● **Task to carry out**
The answer must consist of every line below that contains the word "pillow".

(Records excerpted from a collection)
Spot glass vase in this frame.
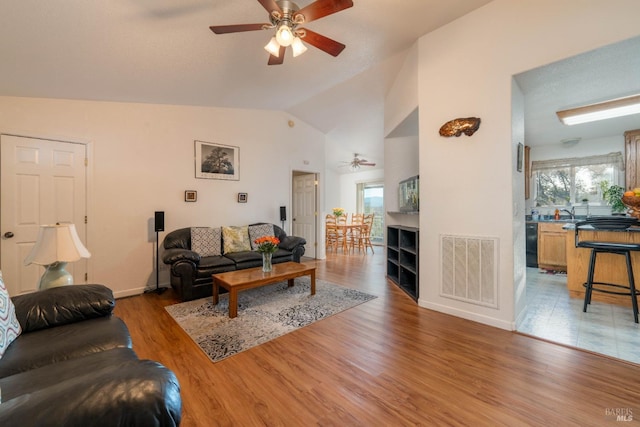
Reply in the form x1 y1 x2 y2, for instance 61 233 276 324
262 252 273 272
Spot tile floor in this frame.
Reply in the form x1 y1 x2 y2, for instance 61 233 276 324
518 267 640 364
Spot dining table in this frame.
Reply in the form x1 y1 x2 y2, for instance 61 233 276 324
335 223 363 253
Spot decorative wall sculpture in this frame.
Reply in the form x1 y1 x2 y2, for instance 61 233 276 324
439 117 481 137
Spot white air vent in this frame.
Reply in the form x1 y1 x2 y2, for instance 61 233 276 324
440 234 498 308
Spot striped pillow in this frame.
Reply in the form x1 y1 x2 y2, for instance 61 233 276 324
0 271 22 359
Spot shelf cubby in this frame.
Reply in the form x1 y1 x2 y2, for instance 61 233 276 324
387 225 419 301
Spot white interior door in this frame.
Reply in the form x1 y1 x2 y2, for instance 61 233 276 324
1 134 88 296
292 173 317 258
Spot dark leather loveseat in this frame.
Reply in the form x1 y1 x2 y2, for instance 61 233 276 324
0 285 181 427
162 223 306 301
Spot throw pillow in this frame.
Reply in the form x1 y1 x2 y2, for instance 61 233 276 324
191 227 222 257
222 226 252 254
0 271 22 359
248 224 276 250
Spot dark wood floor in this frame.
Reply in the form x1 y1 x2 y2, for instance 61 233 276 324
115 250 639 426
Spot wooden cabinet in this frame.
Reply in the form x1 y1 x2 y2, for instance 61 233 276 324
538 222 567 271
625 129 640 190
387 225 419 301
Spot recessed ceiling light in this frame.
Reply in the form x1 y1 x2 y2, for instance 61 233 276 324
556 94 640 125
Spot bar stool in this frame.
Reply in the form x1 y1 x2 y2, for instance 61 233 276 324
574 217 640 323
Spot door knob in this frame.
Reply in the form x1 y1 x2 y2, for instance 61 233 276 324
3 231 14 238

● **Solved exercise**
Spot striped pillow in this frame.
Spot throw pillow in this frame.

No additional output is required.